Material supplied >>
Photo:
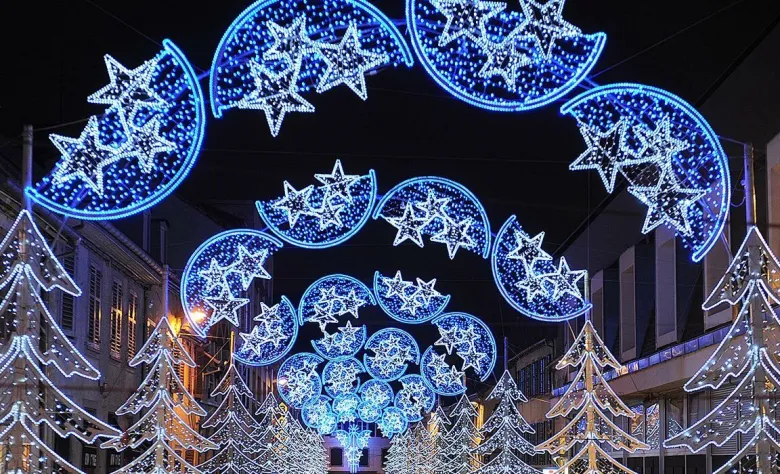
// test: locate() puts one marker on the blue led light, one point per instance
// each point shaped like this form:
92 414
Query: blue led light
668 153
325 215
393 349
218 274
272 339
278 50
408 302
137 152
497 59
529 280
442 209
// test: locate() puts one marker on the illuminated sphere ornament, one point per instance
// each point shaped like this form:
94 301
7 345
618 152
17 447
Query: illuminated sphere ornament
277 53
441 209
407 301
271 338
218 275
138 150
495 58
665 150
530 281
324 215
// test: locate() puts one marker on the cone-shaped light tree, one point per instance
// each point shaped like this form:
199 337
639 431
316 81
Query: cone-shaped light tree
28 397
503 432
167 402
233 426
748 357
591 397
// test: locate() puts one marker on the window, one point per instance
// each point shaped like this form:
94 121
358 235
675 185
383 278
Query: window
68 301
132 311
336 457
116 320
93 328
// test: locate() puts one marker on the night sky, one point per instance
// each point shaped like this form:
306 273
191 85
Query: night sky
515 163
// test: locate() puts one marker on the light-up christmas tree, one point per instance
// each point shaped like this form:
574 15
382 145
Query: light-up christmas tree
592 397
29 398
503 432
233 426
168 403
460 441
748 357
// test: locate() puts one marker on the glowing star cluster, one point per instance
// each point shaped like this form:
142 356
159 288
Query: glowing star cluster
492 57
439 208
409 302
529 279
275 53
138 150
273 336
324 215
218 275
664 150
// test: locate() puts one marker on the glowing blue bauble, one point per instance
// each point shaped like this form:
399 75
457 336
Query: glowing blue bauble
342 376
389 352
347 340
666 151
298 381
441 209
271 338
392 422
219 273
138 151
530 281
499 59
333 299
415 398
324 215
278 51
407 301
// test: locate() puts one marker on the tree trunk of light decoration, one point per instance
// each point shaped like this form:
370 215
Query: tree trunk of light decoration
30 399
503 432
592 397
167 402
748 357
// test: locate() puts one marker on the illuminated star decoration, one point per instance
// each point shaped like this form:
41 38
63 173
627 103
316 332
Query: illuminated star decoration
275 94
347 63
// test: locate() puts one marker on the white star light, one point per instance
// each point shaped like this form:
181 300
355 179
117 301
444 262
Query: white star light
455 235
295 203
668 202
466 18
408 225
545 23
347 63
275 94
84 158
249 266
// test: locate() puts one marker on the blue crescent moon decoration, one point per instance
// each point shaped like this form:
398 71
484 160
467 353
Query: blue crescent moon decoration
497 59
138 151
276 51
325 215
342 376
331 298
668 153
272 339
219 273
442 209
346 341
393 349
529 280
415 397
408 302
298 381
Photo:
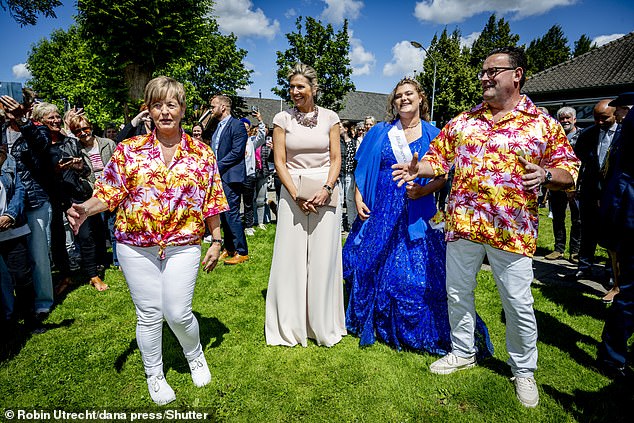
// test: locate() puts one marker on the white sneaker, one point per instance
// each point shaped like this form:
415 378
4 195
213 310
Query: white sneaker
200 371
526 391
160 391
451 363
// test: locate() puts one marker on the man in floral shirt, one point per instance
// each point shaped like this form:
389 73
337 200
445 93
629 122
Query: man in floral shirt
503 151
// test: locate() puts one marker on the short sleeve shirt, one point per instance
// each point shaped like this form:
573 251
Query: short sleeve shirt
488 203
158 204
306 147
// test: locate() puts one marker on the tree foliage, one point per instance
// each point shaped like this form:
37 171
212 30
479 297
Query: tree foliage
456 87
494 34
325 50
547 51
583 45
25 12
98 67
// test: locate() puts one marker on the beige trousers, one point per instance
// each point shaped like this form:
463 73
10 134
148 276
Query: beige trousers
305 294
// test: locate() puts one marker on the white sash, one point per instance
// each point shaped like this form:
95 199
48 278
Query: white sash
400 146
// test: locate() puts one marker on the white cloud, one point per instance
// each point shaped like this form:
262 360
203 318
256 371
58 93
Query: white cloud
604 39
239 17
20 71
362 61
245 92
405 59
450 11
469 39
338 10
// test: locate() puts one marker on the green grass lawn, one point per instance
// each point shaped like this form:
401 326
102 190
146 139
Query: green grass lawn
88 359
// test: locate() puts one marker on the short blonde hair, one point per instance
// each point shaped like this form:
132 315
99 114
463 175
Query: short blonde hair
42 109
424 107
307 72
162 88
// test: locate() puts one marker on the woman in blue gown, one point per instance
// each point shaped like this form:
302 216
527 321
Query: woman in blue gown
394 261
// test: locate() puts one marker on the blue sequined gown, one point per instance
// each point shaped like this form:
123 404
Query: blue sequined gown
396 286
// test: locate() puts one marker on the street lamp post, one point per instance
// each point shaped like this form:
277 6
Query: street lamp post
433 90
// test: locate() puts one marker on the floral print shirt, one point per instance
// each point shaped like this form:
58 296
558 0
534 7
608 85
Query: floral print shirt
158 204
488 203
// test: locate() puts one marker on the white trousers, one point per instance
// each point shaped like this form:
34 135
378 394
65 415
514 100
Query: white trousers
513 274
305 293
162 289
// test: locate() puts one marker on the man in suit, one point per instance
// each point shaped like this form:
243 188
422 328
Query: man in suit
617 210
592 148
229 142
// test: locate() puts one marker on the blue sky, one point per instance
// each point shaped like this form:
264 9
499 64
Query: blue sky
380 30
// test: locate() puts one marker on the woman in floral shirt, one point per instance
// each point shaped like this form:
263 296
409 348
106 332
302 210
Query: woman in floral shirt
166 186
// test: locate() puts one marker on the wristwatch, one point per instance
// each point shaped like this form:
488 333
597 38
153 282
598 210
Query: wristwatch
549 177
22 121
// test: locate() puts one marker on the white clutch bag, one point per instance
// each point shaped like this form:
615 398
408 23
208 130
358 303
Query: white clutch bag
309 185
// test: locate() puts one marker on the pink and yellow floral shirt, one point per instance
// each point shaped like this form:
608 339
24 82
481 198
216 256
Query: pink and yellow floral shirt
158 204
488 203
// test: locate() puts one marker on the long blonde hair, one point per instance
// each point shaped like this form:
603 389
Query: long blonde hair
424 106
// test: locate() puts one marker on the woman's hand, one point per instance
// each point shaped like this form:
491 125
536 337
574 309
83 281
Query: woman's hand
321 198
306 206
414 191
76 163
362 210
76 215
211 257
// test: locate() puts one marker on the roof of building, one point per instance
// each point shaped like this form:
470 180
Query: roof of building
604 71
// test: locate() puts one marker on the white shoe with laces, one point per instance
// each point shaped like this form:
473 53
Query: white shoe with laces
160 391
201 375
526 391
451 363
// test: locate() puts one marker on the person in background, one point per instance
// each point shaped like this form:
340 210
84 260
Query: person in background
167 187
305 294
346 176
591 148
14 248
98 151
139 125
560 200
617 230
503 150
393 259
229 142
197 133
63 174
262 173
111 131
257 138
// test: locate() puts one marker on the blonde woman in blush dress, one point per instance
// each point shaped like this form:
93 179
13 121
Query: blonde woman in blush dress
305 294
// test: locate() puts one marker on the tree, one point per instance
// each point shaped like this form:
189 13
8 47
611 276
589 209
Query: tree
25 12
583 45
141 35
90 73
494 34
325 50
547 51
456 87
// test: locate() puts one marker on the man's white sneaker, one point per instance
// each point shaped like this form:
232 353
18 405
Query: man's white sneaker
526 391
200 371
451 363
160 391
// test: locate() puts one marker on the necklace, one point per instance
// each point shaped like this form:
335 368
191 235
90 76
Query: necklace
302 119
412 126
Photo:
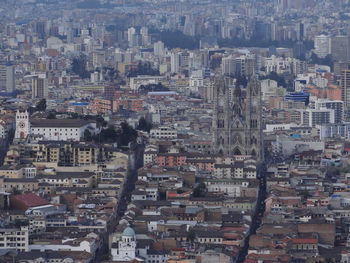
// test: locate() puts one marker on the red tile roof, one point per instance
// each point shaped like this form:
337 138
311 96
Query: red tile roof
30 200
304 241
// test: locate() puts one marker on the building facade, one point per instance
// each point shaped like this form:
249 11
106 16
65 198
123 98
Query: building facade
237 119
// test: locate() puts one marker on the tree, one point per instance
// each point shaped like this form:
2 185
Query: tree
144 125
41 105
87 135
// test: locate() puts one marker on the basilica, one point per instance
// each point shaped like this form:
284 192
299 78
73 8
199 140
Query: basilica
237 127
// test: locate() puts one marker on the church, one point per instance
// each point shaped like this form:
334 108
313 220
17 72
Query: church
237 125
125 248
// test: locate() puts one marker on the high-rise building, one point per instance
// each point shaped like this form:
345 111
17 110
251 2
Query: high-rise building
175 62
336 105
158 49
237 126
322 46
340 48
345 88
39 87
7 78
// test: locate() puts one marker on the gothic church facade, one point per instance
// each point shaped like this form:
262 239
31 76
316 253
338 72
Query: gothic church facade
237 125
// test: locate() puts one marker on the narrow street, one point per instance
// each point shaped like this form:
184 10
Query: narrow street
103 252
258 214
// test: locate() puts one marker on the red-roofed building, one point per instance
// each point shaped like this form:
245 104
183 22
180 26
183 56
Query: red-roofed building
25 201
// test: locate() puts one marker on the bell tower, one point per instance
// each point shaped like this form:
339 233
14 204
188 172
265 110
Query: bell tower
237 117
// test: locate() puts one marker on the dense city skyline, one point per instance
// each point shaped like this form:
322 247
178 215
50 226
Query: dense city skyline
168 131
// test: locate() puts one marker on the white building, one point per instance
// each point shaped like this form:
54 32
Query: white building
322 46
158 49
7 78
163 132
14 238
286 145
124 249
196 80
313 117
52 129
136 82
175 62
22 124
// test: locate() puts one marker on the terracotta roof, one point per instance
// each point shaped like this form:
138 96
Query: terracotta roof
304 241
30 200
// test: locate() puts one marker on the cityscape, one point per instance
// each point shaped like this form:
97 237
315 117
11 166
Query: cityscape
175 131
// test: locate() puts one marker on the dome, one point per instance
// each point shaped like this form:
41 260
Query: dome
128 231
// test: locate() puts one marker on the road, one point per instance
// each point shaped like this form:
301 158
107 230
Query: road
103 252
258 214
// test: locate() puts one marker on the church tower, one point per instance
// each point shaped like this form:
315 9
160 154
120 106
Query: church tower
237 126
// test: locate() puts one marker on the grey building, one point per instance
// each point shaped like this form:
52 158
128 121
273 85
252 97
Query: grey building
237 118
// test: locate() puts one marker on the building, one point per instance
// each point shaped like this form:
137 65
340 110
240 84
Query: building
22 125
39 87
336 105
51 129
237 119
298 96
61 129
322 46
7 78
345 87
337 130
312 117
14 238
124 249
163 132
340 48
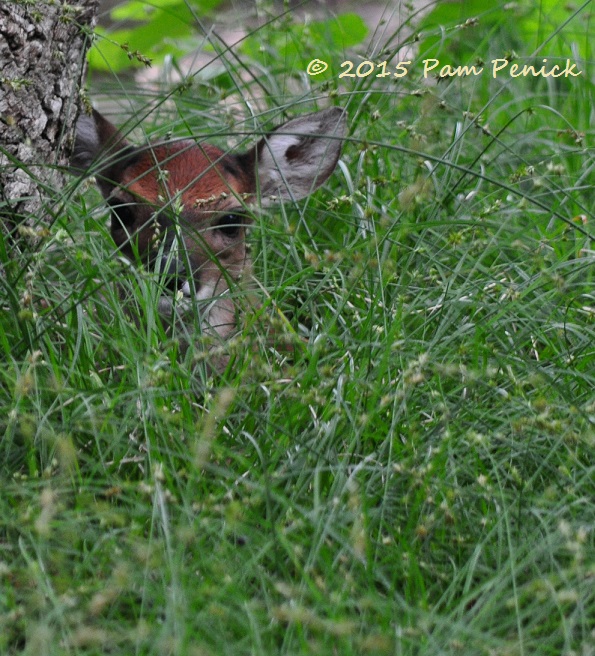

Problem details >> Resize the entries from the line holding "road, one point per instance" through the end of the entries, inclusive, by restating every line, requests included, with each answer coordinate multiplied by 0.85 and rounded to a whole number, halves going up, while the requests and their sample forms stay as they are. Omit the pictures from your answer.

Response >>
// test: locate() puts one marker on the road, one point per instance
// each point shaped like this form:
301 158
107 230
Query: road
88 214
219 182
// test: locate() puts one marker on the church tower, one point per instance
// each point shaped like this form:
315 9
160 154
120 106
Query: church tower
201 107
// test: locate() puts one marker on the grey building, one point per instance
// each point shaped like this form:
52 158
128 121
273 85
252 97
Query: grey building
201 100
// test: locate() puts one marker on the building, one point per instance
// each point shaped like this form:
137 65
340 110
240 84
Query: building
19 106
33 74
286 89
43 110
201 101
253 82
52 110
274 39
6 66
293 74
286 111
265 99
12 202
105 212
139 112
289 41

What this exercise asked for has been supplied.